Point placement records

┄┄┄┄┄┄

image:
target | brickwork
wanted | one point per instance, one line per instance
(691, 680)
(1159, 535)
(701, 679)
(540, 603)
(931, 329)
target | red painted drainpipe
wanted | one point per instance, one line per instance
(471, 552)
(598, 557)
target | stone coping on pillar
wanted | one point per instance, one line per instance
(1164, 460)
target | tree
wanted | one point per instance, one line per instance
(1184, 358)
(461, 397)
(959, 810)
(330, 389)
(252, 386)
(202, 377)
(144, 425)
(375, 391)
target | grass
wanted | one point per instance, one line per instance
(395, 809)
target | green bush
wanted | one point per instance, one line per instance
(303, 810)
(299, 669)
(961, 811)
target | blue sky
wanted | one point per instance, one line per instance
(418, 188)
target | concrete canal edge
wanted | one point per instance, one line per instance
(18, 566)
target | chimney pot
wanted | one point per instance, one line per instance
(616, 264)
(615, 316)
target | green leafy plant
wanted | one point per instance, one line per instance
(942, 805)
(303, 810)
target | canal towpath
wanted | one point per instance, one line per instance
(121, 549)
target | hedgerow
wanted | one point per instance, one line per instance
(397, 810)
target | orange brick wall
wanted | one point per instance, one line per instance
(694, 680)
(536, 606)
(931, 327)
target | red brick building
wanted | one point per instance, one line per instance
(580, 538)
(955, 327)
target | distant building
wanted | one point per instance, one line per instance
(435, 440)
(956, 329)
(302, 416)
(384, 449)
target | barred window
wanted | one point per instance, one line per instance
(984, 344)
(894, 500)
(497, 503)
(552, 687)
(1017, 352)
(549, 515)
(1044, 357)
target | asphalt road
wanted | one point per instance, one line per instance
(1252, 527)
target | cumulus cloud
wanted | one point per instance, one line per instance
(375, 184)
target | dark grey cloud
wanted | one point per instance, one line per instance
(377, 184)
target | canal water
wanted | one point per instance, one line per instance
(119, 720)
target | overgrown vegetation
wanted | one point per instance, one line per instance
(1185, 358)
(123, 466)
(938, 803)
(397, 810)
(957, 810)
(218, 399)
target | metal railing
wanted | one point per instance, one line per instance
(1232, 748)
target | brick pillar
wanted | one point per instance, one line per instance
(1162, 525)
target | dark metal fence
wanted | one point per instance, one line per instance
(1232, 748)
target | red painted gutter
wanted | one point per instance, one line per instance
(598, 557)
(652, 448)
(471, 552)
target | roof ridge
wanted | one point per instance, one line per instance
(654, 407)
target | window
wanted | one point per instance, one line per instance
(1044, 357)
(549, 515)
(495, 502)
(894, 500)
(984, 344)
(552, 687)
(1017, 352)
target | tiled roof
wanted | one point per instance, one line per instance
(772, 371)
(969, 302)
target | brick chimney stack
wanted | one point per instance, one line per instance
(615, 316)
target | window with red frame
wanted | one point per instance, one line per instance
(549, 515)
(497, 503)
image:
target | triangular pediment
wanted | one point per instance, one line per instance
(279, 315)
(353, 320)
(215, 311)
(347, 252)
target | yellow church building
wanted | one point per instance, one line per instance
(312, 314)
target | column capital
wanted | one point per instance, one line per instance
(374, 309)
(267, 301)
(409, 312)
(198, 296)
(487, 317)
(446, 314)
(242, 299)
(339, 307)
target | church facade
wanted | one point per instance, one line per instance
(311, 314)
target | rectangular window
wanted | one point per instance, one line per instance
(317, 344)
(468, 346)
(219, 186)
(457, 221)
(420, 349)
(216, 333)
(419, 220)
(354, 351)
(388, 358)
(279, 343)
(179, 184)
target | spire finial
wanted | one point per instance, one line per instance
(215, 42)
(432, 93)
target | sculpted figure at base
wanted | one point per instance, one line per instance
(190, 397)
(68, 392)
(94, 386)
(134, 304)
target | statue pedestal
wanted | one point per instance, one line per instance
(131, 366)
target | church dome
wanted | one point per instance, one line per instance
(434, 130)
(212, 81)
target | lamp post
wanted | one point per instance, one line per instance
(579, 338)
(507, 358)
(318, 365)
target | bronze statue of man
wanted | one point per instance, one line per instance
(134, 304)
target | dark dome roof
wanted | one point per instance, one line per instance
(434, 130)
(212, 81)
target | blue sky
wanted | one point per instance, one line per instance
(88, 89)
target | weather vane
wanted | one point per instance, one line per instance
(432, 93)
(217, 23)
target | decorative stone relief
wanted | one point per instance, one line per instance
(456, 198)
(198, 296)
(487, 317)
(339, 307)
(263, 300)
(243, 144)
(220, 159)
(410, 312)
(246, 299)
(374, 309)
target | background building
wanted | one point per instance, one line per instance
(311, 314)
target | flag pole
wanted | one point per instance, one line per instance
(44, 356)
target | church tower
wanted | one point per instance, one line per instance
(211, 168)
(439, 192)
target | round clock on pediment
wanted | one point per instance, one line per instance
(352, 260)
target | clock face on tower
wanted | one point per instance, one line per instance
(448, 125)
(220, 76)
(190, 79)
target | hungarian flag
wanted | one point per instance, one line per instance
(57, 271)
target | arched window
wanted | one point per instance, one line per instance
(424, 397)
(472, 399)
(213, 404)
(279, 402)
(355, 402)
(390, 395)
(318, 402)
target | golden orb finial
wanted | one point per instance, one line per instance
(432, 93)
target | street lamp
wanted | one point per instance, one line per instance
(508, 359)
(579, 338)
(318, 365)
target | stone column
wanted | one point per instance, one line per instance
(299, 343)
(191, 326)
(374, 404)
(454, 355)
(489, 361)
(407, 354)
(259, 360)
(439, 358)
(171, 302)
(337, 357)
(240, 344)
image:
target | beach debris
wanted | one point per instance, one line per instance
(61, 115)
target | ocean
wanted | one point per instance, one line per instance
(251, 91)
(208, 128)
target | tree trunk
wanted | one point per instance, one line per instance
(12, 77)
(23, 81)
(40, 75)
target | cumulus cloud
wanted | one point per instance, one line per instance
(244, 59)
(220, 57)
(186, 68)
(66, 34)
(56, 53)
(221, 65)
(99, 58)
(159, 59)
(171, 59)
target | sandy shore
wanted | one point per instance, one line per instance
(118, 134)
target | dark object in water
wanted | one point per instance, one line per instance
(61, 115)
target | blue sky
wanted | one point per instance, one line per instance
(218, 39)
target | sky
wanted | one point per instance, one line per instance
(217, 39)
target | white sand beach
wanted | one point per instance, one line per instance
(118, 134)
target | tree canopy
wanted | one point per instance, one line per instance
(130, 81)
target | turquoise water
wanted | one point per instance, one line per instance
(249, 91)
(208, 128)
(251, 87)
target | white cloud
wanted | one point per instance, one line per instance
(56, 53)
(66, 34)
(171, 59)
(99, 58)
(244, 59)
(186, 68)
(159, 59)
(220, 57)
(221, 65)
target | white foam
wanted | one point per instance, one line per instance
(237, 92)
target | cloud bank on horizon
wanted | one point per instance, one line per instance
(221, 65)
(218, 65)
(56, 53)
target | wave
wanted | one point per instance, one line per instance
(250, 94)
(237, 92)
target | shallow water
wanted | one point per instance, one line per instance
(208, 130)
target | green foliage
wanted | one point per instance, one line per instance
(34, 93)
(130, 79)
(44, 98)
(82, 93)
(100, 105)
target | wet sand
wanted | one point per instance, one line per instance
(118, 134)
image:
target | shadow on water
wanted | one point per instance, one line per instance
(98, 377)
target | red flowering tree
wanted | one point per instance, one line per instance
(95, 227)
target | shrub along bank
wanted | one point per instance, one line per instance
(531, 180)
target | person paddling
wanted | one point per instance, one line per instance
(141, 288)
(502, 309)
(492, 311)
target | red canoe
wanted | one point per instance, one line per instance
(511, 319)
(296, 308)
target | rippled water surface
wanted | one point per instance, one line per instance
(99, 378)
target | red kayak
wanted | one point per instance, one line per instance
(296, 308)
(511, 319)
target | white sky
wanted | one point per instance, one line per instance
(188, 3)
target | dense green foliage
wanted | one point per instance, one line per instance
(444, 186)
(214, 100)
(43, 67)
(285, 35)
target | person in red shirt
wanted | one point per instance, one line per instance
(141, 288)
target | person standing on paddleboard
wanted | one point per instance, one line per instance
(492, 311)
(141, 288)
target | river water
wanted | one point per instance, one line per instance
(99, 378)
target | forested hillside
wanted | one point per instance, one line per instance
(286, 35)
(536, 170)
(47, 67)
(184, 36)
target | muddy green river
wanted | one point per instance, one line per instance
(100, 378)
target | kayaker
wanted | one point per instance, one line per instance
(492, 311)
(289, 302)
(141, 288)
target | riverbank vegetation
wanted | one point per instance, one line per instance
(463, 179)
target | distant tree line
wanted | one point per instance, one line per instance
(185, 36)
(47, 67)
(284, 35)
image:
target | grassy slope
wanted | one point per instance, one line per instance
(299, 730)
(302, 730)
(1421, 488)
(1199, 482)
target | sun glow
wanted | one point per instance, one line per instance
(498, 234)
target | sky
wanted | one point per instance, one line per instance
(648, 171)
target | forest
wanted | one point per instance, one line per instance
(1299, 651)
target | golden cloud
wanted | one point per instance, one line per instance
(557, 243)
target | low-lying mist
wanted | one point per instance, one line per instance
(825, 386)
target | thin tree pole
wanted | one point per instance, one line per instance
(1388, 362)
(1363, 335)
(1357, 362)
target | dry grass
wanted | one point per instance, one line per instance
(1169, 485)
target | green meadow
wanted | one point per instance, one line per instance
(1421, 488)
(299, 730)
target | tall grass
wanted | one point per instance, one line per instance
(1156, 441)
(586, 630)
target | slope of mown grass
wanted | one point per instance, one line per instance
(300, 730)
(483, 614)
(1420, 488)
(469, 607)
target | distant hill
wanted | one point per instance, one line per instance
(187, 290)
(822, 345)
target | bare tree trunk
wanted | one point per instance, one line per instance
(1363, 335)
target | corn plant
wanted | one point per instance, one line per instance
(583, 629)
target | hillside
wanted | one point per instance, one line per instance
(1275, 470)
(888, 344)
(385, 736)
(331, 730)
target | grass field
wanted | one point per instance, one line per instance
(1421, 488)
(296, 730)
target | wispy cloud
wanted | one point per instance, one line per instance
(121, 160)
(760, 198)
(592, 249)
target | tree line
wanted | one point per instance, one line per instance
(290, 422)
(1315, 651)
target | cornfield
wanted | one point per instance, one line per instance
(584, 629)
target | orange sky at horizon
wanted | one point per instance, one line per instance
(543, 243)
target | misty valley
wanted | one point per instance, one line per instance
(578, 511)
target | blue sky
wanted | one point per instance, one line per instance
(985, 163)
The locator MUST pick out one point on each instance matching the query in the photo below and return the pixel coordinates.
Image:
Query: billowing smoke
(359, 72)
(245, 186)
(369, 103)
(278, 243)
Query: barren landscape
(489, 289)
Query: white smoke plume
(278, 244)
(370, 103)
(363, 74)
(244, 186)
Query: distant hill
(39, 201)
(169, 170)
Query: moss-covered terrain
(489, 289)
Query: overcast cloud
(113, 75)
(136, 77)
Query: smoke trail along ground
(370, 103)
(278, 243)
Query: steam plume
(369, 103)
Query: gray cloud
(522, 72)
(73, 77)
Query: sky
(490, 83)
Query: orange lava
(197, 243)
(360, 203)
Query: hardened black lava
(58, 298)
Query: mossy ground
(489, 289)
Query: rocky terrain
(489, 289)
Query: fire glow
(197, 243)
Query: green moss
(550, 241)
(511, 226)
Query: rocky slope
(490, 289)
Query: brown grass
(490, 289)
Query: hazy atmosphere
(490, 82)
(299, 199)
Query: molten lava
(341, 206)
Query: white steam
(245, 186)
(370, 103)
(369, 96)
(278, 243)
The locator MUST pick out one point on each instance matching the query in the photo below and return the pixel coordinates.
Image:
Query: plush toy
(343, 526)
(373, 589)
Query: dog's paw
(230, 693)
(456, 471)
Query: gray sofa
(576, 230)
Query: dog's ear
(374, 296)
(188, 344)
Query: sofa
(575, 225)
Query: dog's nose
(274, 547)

┄┄┄┄┄┄

GIVEN PROBLEM:
Only the lines from the one holding "Query: moss-covered terrain" through the end of the listing should be given again, exactly and with both ends included.

FINISHED TASK:
Query: moss-covered terrain
(489, 289)
Query: overcast cloud
(113, 75)
(136, 77)
Query: smoke trail along ground
(370, 103)
(278, 243)
Query: steam plume
(369, 103)
Query: gray cloud
(522, 72)
(73, 77)
Query: sky
(490, 83)
Query: orange lava
(197, 243)
(360, 203)
Query: hardened black lava
(58, 298)
Query: mossy ground
(489, 289)
Query: rocky terrain
(489, 289)
Query: fire glow
(197, 243)
Query: green moss
(550, 241)
(511, 226)
Query: rocky slope
(490, 289)
Query: brown grass
(490, 289)
Query: hazy atmosphere
(490, 82)
(299, 199)
Query: molten lava
(341, 206)
Query: white steam
(245, 186)
(370, 103)
(369, 96)
(278, 243)
The locator MUST pick out one point on each instance matching the query in the photo below and return the pixel coordinates.
Image:
Query: plush toy
(343, 526)
(373, 589)
Query: dog's paw
(230, 693)
(456, 471)
Query: gray sofa
(576, 230)
Query: dog's ear
(374, 296)
(188, 344)
Query: sofa
(575, 225)
Query: dog's nose
(274, 547)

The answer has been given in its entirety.